Records excerpted from a collection

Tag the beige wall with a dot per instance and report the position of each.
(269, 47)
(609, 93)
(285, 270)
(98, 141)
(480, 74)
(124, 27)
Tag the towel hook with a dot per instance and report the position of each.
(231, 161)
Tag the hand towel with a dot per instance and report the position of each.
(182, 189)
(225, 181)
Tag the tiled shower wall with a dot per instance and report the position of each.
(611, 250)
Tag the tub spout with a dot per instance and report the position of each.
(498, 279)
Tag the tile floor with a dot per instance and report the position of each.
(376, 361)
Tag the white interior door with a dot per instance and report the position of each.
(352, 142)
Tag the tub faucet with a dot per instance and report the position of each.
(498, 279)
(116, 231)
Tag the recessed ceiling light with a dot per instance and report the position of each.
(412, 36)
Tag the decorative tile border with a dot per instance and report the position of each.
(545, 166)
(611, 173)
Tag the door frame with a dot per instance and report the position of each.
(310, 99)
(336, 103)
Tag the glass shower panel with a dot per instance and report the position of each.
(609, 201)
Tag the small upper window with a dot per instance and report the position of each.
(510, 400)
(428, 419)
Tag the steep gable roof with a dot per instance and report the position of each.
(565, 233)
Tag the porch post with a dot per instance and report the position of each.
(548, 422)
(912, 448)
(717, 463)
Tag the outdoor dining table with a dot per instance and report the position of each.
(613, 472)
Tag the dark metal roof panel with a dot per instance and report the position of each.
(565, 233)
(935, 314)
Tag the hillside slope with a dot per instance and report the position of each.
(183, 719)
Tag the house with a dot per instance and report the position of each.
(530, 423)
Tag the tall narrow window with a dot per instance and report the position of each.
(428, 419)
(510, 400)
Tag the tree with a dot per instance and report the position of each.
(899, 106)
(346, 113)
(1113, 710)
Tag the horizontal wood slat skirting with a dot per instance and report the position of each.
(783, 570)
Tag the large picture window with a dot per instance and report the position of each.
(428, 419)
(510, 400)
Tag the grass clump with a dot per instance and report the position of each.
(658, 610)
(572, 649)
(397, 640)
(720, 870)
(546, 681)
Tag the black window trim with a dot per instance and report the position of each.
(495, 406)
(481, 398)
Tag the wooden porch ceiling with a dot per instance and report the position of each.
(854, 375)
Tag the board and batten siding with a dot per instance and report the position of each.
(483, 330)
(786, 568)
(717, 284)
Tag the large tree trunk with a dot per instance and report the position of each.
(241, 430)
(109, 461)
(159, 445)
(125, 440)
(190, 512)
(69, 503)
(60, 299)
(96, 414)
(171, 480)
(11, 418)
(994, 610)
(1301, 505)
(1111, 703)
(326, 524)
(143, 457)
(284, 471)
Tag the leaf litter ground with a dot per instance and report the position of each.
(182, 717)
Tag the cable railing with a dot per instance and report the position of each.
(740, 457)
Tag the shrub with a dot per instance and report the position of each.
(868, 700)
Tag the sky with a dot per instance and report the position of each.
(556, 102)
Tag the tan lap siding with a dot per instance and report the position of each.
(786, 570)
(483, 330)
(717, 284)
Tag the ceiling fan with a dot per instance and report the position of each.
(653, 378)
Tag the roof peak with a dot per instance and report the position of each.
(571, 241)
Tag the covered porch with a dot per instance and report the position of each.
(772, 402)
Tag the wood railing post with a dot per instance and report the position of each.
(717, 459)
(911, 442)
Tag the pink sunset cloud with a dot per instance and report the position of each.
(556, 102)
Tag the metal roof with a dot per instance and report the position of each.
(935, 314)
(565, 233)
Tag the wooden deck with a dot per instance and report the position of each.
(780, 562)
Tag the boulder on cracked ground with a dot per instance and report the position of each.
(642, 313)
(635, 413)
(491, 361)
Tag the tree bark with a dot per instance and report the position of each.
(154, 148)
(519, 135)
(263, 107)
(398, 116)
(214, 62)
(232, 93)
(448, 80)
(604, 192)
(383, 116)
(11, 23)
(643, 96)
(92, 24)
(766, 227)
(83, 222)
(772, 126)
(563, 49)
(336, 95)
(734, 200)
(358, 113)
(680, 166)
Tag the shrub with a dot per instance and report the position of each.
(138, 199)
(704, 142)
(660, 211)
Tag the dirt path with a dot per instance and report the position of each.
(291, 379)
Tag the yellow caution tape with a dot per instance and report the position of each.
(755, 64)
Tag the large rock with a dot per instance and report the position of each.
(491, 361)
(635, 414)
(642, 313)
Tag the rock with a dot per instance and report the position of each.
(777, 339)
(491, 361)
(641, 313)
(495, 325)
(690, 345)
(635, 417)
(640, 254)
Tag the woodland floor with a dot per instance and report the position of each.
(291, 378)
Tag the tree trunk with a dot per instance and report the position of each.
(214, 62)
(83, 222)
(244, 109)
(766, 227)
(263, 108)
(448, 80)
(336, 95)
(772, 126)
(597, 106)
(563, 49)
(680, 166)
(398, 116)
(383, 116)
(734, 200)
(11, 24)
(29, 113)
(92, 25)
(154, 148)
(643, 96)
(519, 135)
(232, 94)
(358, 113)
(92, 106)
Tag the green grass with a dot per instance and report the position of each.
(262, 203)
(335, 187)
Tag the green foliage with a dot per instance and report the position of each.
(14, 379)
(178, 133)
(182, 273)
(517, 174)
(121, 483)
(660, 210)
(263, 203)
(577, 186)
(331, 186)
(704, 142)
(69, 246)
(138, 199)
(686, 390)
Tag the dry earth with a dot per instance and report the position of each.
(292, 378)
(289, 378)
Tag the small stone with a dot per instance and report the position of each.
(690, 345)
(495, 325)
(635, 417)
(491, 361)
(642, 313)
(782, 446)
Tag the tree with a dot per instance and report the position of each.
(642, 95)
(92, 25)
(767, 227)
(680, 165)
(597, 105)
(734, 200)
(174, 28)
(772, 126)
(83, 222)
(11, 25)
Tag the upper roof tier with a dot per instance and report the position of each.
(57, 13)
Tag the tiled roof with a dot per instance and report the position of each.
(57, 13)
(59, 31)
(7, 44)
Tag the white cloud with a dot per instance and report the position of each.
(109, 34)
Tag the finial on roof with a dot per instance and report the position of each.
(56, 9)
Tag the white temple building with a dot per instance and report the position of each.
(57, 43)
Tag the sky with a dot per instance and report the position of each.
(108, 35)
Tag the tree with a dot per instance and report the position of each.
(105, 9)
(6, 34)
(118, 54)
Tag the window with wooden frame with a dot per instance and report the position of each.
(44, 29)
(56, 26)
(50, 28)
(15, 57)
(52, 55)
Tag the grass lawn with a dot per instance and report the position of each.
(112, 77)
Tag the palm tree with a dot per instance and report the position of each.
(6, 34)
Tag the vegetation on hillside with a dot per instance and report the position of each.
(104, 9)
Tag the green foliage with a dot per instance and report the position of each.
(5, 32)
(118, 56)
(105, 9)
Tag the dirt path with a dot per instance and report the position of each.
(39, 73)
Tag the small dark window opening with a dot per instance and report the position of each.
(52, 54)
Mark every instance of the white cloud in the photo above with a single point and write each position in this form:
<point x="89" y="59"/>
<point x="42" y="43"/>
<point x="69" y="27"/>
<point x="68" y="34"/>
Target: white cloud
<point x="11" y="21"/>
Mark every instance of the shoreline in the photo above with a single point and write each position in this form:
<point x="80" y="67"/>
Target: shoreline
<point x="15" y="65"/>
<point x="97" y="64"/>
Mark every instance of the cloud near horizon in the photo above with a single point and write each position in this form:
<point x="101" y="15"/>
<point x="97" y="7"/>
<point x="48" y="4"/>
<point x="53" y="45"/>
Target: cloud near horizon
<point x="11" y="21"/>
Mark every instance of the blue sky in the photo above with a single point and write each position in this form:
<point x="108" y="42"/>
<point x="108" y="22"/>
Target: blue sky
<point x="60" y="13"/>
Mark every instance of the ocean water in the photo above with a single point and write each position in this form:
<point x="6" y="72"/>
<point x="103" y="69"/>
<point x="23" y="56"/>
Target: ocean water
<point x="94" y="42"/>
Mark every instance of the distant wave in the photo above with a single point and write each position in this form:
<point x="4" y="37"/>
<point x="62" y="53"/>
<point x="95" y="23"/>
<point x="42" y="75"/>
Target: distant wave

_Exercise directions_.
Retype exactly, and only, the lines that run from the one with "Mark every instance of the shoreline" through the final line of the entries.

_Problem solution_.
Mark every instance of the shoreline in the photo above with a single point and write each position in this form:
<point x="80" y="67"/>
Target: shoreline
<point x="15" y="65"/>
<point x="97" y="64"/>
Mark every instance of the cloud near horizon in the photo above with a single point and write each position in this form:
<point x="101" y="15"/>
<point x="97" y="7"/>
<point x="48" y="4"/>
<point x="53" y="45"/>
Target: cloud near horizon
<point x="11" y="21"/>
Mark every instance of the blue sky in the photo above with a single point and write each position in this form:
<point x="108" y="42"/>
<point x="108" y="22"/>
Target: blue sky
<point x="60" y="13"/>
Mark every instance of the ocean water in the photo above with a single point and write each position in this form:
<point x="6" y="72"/>
<point x="103" y="69"/>
<point x="23" y="56"/>
Target: ocean water
<point x="94" y="42"/>
Mark every instance of the distant wave in the photo above with a single point and write each position in this form:
<point x="4" y="37"/>
<point x="62" y="53"/>
<point x="95" y="23"/>
<point x="42" y="75"/>
Target: distant wave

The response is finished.